## What you are asked to do:
Answer these questions from the forum post below about buying a 2005 Allez Comp:
(a) How much was paid for the bike?
(b) How long is the stem?
(c) Which components does the 06 Comp have?
======== Text to read
Bought the 2005 Allez Comp! I paid $1350.00 USD cash (no tax because it was on consignment). The original owner was actually in the shop buying some accessories when I showed up to buy it. The dude joked with me about having the bike for only 4 months (computer showed 212 miles) before he upgraded to a Trek Madone 5.9. What was also interesting is that he had a new Orbea parked outside the shop (model ?). The lbs owner said the guy is a really good customer and that is why they put his Comp on display (they don't sell Specializeds - mostly Treks and Orbeas). 

The stem is a bit of a reach for me at 120mm but that can be changed out. Otherwise, the bike is a good fit. I took it for a 22 mile maiden voyage averaging 14.2 mph with a 5-10kt headwind part of the way (not bad for a 60-year grandfather of 3 I might add!) Yeah, it was all flat ground, except for a 4-mile bridge with a steep grade at the half way point. What do you expect for Florida!

You mentioned the new Comps are listed at $1700 USD. Actually, I believe that the comparable 06 bike is the Allez Expert Dbl at $2300. The components for the 06 Comp are Shimano 105 whereas the Expert has Ultegra. Not identical to the 05 Comp but much closer. It is kind of a marketing ploy the way the bike co.'s maintain the same name but downgrade the components on the new models.
================
======== Entries
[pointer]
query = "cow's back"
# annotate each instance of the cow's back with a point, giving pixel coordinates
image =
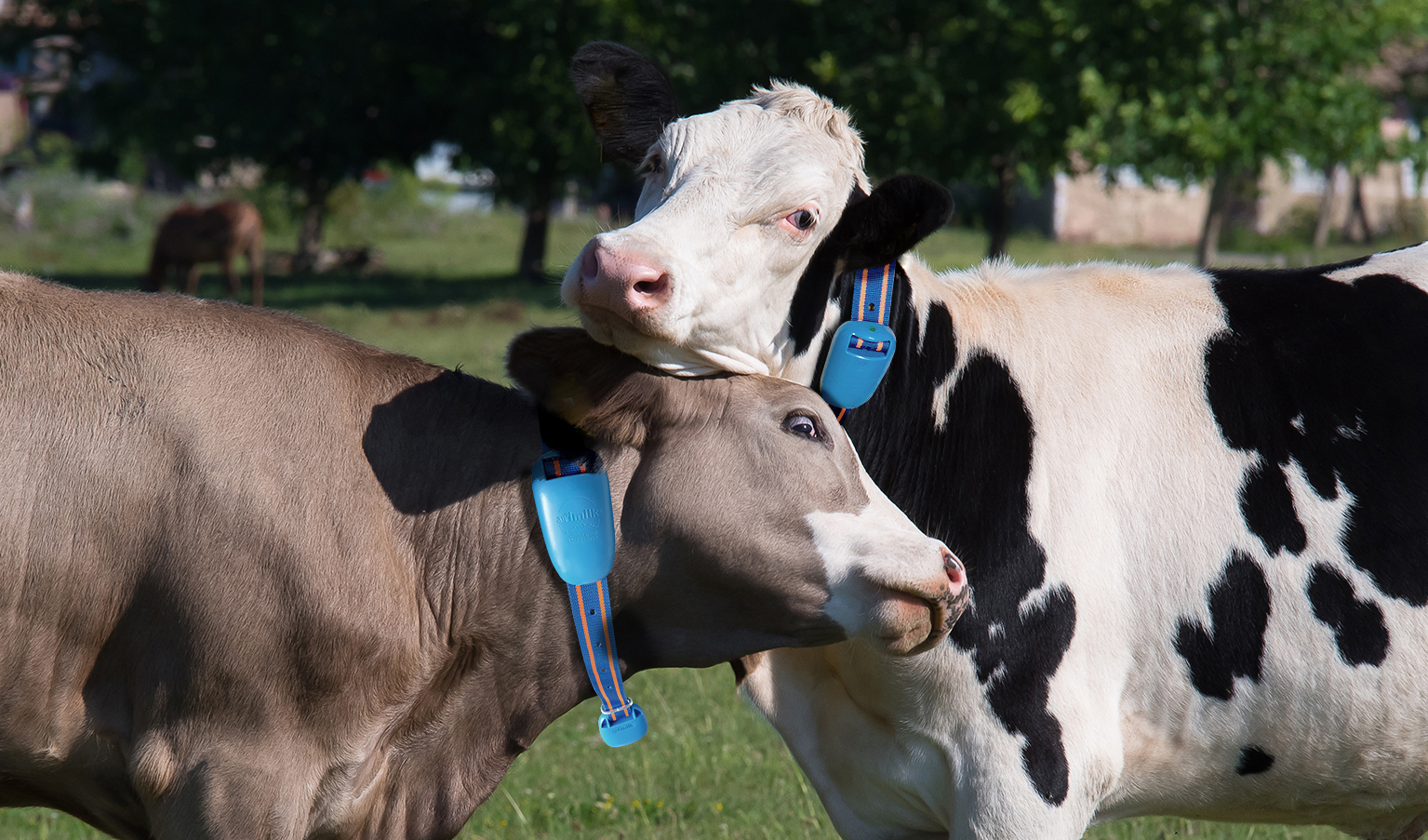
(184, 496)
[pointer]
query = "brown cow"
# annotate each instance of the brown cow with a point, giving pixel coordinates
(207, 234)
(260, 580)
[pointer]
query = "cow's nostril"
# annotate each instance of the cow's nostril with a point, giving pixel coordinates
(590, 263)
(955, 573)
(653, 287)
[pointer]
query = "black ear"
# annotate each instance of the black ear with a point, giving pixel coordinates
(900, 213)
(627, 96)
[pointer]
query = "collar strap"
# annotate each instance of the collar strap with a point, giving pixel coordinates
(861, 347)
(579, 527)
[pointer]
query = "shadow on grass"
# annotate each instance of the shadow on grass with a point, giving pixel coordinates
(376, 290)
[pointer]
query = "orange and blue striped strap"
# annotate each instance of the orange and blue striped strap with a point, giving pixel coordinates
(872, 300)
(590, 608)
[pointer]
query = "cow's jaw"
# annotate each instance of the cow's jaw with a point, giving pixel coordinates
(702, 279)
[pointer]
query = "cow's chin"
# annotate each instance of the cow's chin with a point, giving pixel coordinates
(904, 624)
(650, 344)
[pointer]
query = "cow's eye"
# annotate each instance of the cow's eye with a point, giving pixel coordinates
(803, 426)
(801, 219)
================
======== Entries
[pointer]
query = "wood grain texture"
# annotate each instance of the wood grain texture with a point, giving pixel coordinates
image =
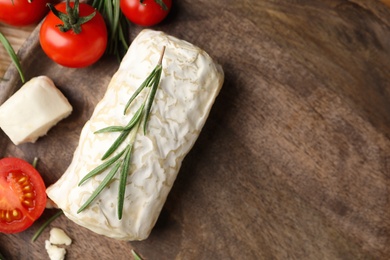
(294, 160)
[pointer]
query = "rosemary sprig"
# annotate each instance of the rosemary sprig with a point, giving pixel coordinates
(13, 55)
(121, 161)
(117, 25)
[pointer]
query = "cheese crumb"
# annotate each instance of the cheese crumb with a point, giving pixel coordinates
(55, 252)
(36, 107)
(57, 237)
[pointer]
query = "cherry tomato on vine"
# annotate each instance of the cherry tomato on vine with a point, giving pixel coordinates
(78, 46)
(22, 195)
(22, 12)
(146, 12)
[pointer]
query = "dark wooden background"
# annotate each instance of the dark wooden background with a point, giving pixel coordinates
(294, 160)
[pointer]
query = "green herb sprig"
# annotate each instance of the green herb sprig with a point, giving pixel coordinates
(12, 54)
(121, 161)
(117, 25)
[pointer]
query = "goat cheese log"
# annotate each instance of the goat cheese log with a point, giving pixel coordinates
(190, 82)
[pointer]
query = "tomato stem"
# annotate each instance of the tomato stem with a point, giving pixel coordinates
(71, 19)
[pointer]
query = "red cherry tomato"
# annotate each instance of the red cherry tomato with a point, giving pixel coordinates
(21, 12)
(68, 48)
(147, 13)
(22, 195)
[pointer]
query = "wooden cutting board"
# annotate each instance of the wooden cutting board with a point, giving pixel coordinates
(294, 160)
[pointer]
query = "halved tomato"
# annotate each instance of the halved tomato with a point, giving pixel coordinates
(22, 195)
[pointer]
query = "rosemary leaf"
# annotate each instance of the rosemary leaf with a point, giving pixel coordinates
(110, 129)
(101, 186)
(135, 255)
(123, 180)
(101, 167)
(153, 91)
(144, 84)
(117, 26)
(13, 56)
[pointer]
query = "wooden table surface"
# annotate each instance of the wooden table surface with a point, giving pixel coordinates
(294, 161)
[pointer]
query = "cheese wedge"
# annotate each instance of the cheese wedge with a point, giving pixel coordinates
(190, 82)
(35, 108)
================
## Solution for this problem:
(a) $1350.00 USD cash
(b) 120mm
(c) Shimano 105